It's very difficult to know where you are in the heating cycle when brewing or steaming with an out of the box Gaggia Classic. The steam thermostat switches off at around 155C and the temperature can continue to climb to 160-165C after this. However, the thermostat won't start heating again until the temperature drops below around 115C.

I have one of these attached to my machine, a 2019 Gaggia Classic with minimum modifications:

https://www.ebay.co.uk/itm/Dual-Two-2-K-Type-Digital-Channel-Thermometer-Thermocouple-Sensor/114402813407

The unit comes complete with two K-type thermocouple leads. These can be secured to likely parts of the machine using small blobs of this goo:

https://www.ebay.co.uk/itm/154418341741

Taken together these items allow detailed temperature monitoring on any machine/device for around £20.

I have tried a couple of configurations for the thermocouples and decided the most useful setup is to place one sensor next to the boiler brew thermostat with the other outside the machine attached to the group head.

My routine for steaming is to flick the steam switch on, and start purging immediately. I aim to get the wand into the milk and start steaming properly when the temperature is between 125-135C. If the temperature goes much over 145C I will use the steam switch to keep the temperature between 135-145C - I might let it go higher than this if I think I can finish steaming before the steam light comes on, but usually I've switched off and completed the operation without the steam light ever coming on.


----------



## Alan8 (Oct 27, 2021)

###

## Given problem 1
In the Gaggia Classic text, below roughly what temperature does the steam thermostat start heating again?
## Given problem 2
Repeat word for word the passage of the Gaggia Classic text that begins at the words "I have tried" and stops after the words "the group head.".

## Data lines
###

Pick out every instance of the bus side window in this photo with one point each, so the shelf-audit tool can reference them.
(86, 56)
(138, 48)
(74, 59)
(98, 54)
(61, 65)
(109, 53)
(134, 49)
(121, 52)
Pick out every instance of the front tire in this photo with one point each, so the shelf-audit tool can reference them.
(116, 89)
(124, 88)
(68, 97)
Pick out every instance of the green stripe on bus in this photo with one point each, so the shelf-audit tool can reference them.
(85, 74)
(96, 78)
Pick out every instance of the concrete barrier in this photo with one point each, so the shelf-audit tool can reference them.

###

## Response 1
Around 115C.

## Response 2
I have tried a couple of configurations for the thermocouples and decided the most useful setup is to place one sensor next to the boiler brew thermostat with the other outside the machine attached to the group head.